Available data:
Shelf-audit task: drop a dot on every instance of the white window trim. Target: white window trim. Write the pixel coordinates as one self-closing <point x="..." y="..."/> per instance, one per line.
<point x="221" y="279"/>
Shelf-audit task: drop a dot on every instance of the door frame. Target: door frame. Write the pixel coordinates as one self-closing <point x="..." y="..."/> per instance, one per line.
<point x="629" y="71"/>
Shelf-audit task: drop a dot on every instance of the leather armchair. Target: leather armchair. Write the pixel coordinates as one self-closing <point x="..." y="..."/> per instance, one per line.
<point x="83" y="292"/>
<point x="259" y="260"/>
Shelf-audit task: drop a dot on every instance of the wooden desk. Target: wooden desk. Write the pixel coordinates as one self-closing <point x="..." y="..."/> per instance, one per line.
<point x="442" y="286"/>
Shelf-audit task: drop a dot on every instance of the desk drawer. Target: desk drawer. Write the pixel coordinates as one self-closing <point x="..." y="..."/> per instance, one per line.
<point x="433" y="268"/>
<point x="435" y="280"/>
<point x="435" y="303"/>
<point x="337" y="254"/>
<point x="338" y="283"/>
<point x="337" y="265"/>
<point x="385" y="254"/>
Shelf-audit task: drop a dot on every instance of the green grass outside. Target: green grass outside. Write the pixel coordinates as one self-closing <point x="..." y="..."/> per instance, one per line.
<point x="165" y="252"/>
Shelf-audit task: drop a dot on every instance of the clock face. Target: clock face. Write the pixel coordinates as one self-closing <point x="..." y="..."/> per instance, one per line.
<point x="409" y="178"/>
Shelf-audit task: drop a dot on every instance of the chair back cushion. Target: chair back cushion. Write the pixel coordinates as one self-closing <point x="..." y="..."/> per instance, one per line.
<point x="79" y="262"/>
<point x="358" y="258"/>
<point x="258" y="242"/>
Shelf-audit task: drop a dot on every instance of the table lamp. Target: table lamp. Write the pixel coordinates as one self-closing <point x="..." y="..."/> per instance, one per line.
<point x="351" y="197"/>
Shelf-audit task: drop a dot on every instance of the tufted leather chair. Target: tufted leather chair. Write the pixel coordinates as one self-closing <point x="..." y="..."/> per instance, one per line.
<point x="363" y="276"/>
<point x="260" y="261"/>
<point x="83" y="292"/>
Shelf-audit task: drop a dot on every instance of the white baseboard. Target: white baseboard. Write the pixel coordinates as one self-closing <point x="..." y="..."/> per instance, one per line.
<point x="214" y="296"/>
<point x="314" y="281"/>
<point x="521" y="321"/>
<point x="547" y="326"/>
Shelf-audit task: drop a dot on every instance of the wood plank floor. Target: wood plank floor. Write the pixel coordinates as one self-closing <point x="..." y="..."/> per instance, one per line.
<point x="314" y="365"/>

What the task requires: Extract all the material, leaving every line as it is.

Correct answer:
Shelf-audit task: drop a dot on every instance of the white window trim. Target: white window trim. Write the pixel coordinates as one self-closing <point x="..." y="..."/> per instance, one per line.
<point x="221" y="279"/>
Shelf-audit task: drop a dot on every instance of the door frame. Target: door frame. Write the pixel coordinates as one self-closing <point x="..." y="..."/> per instance, one per line.
<point x="629" y="71"/>
Shelf-audit task: drop a dot on every instance of the leather armchair. Target: leather armchair. Write the pixel coordinates as one self-closing <point x="..." y="..."/> per instance, one per line.
<point x="83" y="292"/>
<point x="259" y="260"/>
Shelf-audit task: drop a dot on every instance of the wooden desk. Target: wooden desk. Write the pixel coordinates as one self-closing <point x="..." y="..."/> per instance, one per line.
<point x="442" y="286"/>
Shelf-audit task: drop a dot on every instance of the desk drawer. Target: desk drawer. Write the pixel coordinates as one self-closing <point x="..." y="..."/> per instance, one per line.
<point x="433" y="268"/>
<point x="435" y="280"/>
<point x="435" y="303"/>
<point x="337" y="254"/>
<point x="338" y="283"/>
<point x="337" y="265"/>
<point x="385" y="254"/>
Shelf-audit task: drop a dot on every instance of the green grass outside. Target: green grass outside. Write the pixel coordinates as one self-closing <point x="..." y="..."/> per instance, one per line.
<point x="165" y="252"/>
Shelf-audit task: drop a dot on every instance of the clock face. Target: clock face. Write the pixel coordinates as one self-closing <point x="..." y="..."/> per instance, one per line.
<point x="409" y="178"/>
Shelf-audit task: drop a dot on every instance of the chair back cushion. Target: chair back cushion. Write the pixel coordinates as one self-closing <point x="..." y="..."/> per instance, one per line.
<point x="79" y="262"/>
<point x="358" y="258"/>
<point x="258" y="242"/>
Shelf-audit task: drop a dot on every instance of the table lamp. Target: table lamp. Write the pixel coordinates as one self-closing <point x="..." y="..."/> per instance, one per line.
<point x="351" y="197"/>
Shelf-audit task: drop a dot on every instance of the tufted leather chair. Target: tufted leather chair. Write the pixel coordinates as one self-closing <point x="..." y="..."/> per instance, one per line.
<point x="363" y="276"/>
<point x="260" y="261"/>
<point x="83" y="292"/>
Shelf-audit task: drop a dot on every instance of the white baseboard. Target: white baseboard. Write the pixel coordinates as one self-closing <point x="..." y="..."/> per instance, one per line.
<point x="214" y="296"/>
<point x="314" y="281"/>
<point x="521" y="321"/>
<point x="547" y="326"/>
Shelf-audit task: drop a dot on every instance of the wood plank floor. Target: wood plank floor. Write the pixel coordinates as one self-closing <point x="..." y="..."/> per instance, one per line.
<point x="314" y="365"/>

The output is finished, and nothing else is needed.